Provided passage =
--- START ---
BRAF mutants evade ERK dependent feedback by different mechanisms that determine their sensitivity to pharmacologic inhibition

Zhan Yao, Neilawattie M. Torres, Anthony Tao, Yijun Gao, Lusong Luo, Qi Li, Elisa de Stanchina, Omar Abdel-Wahab, David B. Solit, Poulikos Poulikakos and  Neal Rosen. Cancer Cell. 2015 Sep 14; 28(3): 370–383. 

3)    The final figure, while a welcome addition is a bit hard to decipher for a non-expert. The basic concept of this paper is that BRAF needs to become monomeric to bind Cdc37 and become active as a kinase. I would suggest simplifying the figure by switching the structures to basic shapes that are labelled Cdc37, BRaf etc. The arrow notation could also be simplified by removing different colours and duplicate arrows.

Thank you for this suggestion. We have taken this advice and simplified the figure as requested, but maintained structures where components for these are easy to understand, but also added labels to help towards this. We feel this has greatly enhanced the figure and thank you for this suggestion.
--- END ---
Collected data entries
--- START ---
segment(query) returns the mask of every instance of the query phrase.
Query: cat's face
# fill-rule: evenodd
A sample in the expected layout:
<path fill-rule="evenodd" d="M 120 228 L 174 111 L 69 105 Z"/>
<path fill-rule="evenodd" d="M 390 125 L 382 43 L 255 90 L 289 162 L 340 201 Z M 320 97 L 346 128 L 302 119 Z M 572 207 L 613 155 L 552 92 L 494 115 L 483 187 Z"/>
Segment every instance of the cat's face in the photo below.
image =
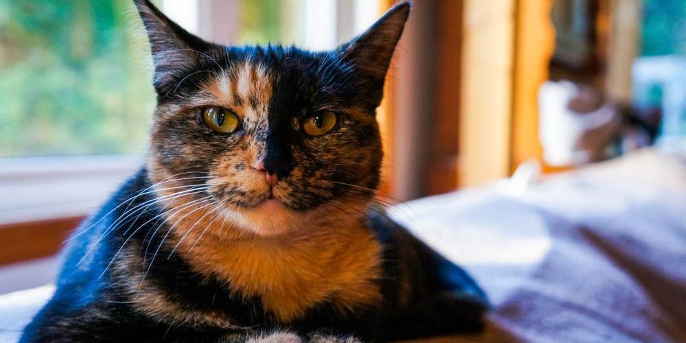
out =
<path fill-rule="evenodd" d="M 408 6 L 335 51 L 311 53 L 208 43 L 137 4 L 155 60 L 154 182 L 202 189 L 185 203 L 212 204 L 263 235 L 364 210 L 381 161 L 375 111 Z"/>

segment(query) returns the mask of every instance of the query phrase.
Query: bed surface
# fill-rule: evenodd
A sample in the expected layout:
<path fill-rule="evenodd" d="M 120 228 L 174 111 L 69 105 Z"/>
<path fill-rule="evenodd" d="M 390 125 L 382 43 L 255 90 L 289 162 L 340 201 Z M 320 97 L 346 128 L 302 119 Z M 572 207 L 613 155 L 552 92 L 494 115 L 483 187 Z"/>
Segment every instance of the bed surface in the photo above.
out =
<path fill-rule="evenodd" d="M 683 158 L 644 151 L 392 215 L 465 266 L 493 303 L 483 334 L 428 342 L 686 342 Z M 0 296 L 0 342 L 16 341 L 52 290 Z"/>

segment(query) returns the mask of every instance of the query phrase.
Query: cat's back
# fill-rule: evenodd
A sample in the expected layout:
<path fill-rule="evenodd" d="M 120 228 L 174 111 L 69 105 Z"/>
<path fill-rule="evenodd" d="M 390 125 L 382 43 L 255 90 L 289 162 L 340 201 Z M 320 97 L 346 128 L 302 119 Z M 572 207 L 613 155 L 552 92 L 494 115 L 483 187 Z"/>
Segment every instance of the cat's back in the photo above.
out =
<path fill-rule="evenodd" d="M 94 304 L 106 303 L 103 301 L 104 298 L 111 298 L 107 291 L 111 290 L 114 284 L 104 272 L 113 258 L 117 244 L 120 243 L 119 236 L 113 235 L 113 231 L 127 206 L 130 209 L 136 203 L 145 201 L 141 194 L 150 187 L 146 175 L 144 168 L 137 172 L 96 214 L 71 235 L 62 253 L 64 261 L 56 282 L 55 294 L 24 330 L 20 342 L 40 341 L 52 329 L 82 319 L 86 322 L 88 318 L 105 315 L 111 309 Z M 141 199 L 134 200 L 137 195 Z M 69 320 L 65 321 L 67 318 Z"/>

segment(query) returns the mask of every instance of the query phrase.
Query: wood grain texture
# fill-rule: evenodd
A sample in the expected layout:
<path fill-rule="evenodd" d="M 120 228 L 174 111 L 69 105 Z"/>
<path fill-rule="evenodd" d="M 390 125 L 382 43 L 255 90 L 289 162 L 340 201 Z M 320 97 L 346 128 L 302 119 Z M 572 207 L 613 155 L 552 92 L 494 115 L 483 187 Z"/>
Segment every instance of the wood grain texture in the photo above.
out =
<path fill-rule="evenodd" d="M 0 226 L 0 265 L 56 254 L 84 217 Z"/>
<path fill-rule="evenodd" d="M 460 186 L 482 184 L 509 173 L 516 3 L 464 1 Z"/>

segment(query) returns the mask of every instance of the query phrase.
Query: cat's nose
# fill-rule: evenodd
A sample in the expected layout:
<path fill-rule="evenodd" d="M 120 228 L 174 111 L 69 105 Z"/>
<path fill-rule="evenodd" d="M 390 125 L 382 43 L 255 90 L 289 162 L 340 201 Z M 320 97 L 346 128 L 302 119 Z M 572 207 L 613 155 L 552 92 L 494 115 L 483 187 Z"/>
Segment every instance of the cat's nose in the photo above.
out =
<path fill-rule="evenodd" d="M 276 182 L 279 182 L 279 176 L 275 174 L 270 174 L 264 167 L 264 160 L 260 158 L 257 160 L 255 164 L 252 165 L 252 167 L 258 172 L 264 172 L 264 178 L 267 180 L 267 184 L 269 187 L 274 188 L 276 185 Z"/>

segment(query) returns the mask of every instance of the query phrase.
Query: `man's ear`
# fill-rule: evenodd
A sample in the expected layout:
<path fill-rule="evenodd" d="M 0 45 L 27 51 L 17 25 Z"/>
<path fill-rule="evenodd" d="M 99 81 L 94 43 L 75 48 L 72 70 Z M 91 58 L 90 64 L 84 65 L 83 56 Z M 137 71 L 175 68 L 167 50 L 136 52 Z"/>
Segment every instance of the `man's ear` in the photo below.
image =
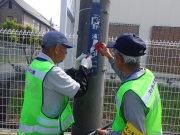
--- END ---
Work instruction = Please retype the BRAF review passage in full, word for word.

Task output =
BRAF mutants evade ERK dependent feedback by different mechanisms that determine their sensitivity to pharmacologic inhibition

Zhan Yao, Neilawattie M. Torres, Anthony Tao, Yijun Gao, Lusong Luo, Qi Li, Elisa de Stanchina, Omar Abdel-Wahab, David B. Solit, Poulikos Poulikakos and  Neal Rosen. Cancer Cell. 2015 Sep 14; 28(3): 370–383. 

3)    The final figure, while a welcome addition is a bit hard to decipher for a non-expert. The basic concept of this paper is that BRAF needs to become monomeric to bind Cdc37 and become active as a kinase. I would suggest simplifying the figure by switching the structures to basic shapes that are labelled Cdc37, BRaf etc. The arrow notation could also be simplified by removing different colours and duplicate arrows.

Thank you for this suggestion. We have taken this advice and simplified the figure as requested, but maintained structures where components for these are easy to understand, but also added labels to help towards this. We feel this has greatly enhanced the figure and thank you for this suggestion.